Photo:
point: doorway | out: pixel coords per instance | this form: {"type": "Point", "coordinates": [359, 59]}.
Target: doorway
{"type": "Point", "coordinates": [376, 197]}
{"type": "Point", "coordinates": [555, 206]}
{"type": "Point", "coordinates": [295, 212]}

#####

→ **EXERCISE**
The answer must reproduce all of the entries exactly.

→ **ANSWER FOR THE TASK**
Photo:
point: doorway | out: pixel coords per instance | this form: {"type": "Point", "coordinates": [359, 59]}.
Target: doorway
{"type": "Point", "coordinates": [376, 197]}
{"type": "Point", "coordinates": [555, 206]}
{"type": "Point", "coordinates": [295, 212]}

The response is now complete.